__WHAT THE TASK REQUIRES__. Give the data again in full, exactly as written below.

__Recorded data__.
═══
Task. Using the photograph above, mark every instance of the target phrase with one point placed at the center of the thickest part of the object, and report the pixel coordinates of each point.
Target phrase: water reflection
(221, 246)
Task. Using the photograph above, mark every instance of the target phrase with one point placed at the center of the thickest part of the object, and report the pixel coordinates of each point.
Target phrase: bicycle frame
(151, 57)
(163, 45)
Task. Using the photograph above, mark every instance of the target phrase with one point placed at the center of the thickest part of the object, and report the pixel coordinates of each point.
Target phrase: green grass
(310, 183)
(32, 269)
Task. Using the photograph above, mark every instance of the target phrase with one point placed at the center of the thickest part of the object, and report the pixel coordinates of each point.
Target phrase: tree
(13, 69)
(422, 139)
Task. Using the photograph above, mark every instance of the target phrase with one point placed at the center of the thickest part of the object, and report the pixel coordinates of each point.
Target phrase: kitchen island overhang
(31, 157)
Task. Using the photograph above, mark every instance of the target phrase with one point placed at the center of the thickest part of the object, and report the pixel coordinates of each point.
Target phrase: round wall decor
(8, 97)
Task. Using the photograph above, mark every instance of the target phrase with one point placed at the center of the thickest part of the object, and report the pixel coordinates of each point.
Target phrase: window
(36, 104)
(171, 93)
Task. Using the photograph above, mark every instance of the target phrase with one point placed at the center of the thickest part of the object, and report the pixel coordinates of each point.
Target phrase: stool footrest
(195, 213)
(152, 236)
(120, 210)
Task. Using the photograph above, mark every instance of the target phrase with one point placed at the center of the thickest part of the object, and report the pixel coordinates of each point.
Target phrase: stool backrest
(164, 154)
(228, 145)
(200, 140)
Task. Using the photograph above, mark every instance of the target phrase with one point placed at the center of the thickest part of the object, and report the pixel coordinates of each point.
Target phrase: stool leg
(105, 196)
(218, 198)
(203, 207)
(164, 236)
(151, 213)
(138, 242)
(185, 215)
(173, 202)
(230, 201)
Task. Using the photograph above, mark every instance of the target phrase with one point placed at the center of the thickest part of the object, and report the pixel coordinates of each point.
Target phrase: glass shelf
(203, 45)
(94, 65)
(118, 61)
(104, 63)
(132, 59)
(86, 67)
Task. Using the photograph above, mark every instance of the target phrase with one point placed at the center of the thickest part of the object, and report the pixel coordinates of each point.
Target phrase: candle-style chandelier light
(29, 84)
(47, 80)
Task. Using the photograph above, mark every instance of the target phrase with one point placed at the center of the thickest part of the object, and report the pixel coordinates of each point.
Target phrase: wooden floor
═══
__ANSWER BELOW__.
Task. Using the photograph above, mark every instance of the target phrase with one point placed at the center of the thickest part of the object, and report the pixel coordinates of each point.
Target phrase: water reflection
(221, 246)
Task. Using the photograph above, mark every instance of the target phrase with one point placed at the center of the thickest part of the object, and report the pixel coordinates of each point.
Target phrase: bicycle frame
(151, 57)
(163, 45)
Task. Using the photograph above, mark every instance of the target phrase with one point placed at the center of the thickest part of the object, and report the pixel coordinates of each point.
Target phrase: green grass
(310, 183)
(32, 269)
Task. Using the photograph above, mark every instance of the target phrase with one point placed at the center of the thickest part of the object, and report the pixel coordinates of each point.
Target phrase: tree
(13, 69)
(422, 139)
Task. Using the photograph above, mark every instance of the target phrase with one point placed at the center of the thickest part of the object, and report the pixel coordinates of each point.
Target phrase: kitchen island overhang
(31, 157)
Task. Using the photograph above, mark every instance of the target phrase with one point placed at the center of the thickest part of the object, and report the pixel coordinates of each point.
Target phrase: round wall decor
(8, 97)
Task. Using the photograph above, mark every instance of the target phrase with one point placed at the center of the thickest part of the object, and report the pixel coordinates of each point.
Target phrase: window
(36, 104)
(171, 93)
Task. Using the photograph above, mark every instance of the target phrase with one point placed at the center of the thickest part of the object, and report the pixel coordinates of each point.
Target phrase: stool footrest
(195, 213)
(152, 236)
(120, 210)
Task. Using the photograph above, mark every instance of the target phrase with one point placed at the center of the thickest part of the object, and report the pixel coordinates of each point.
Target phrase: stool backrest
(164, 154)
(228, 145)
(200, 140)
Task. Using the photograph above, mark every instance of the target phrase with one point placed at the center of the thickest part of the object, and report the pixel coordinates of each point.
Target phrase: stool leg
(105, 196)
(218, 198)
(203, 207)
(164, 236)
(151, 213)
(138, 242)
(185, 215)
(173, 202)
(230, 201)
Task. Using the photograph above, mark every instance of the target phrase with one point placed at the center of the thickest part of the object, and report the pixel coordinates of each point.
Target phrase: glass shelf
(203, 45)
(94, 65)
(118, 61)
(104, 63)
(132, 59)
(86, 67)
Task. Using the photograph above, mark every instance of the target phrase with one point placed at the center of the thickest part of the object, and report the pixel coordinates of each point.
Target phrase: candle-style chandelier light
(29, 84)
(47, 80)
Task. Using the photograph above, mark every instance of the target phrase with one point placed at the center of the thickest part of the object, and report the pixel coordinates of each point.
Target phrase: wooden floor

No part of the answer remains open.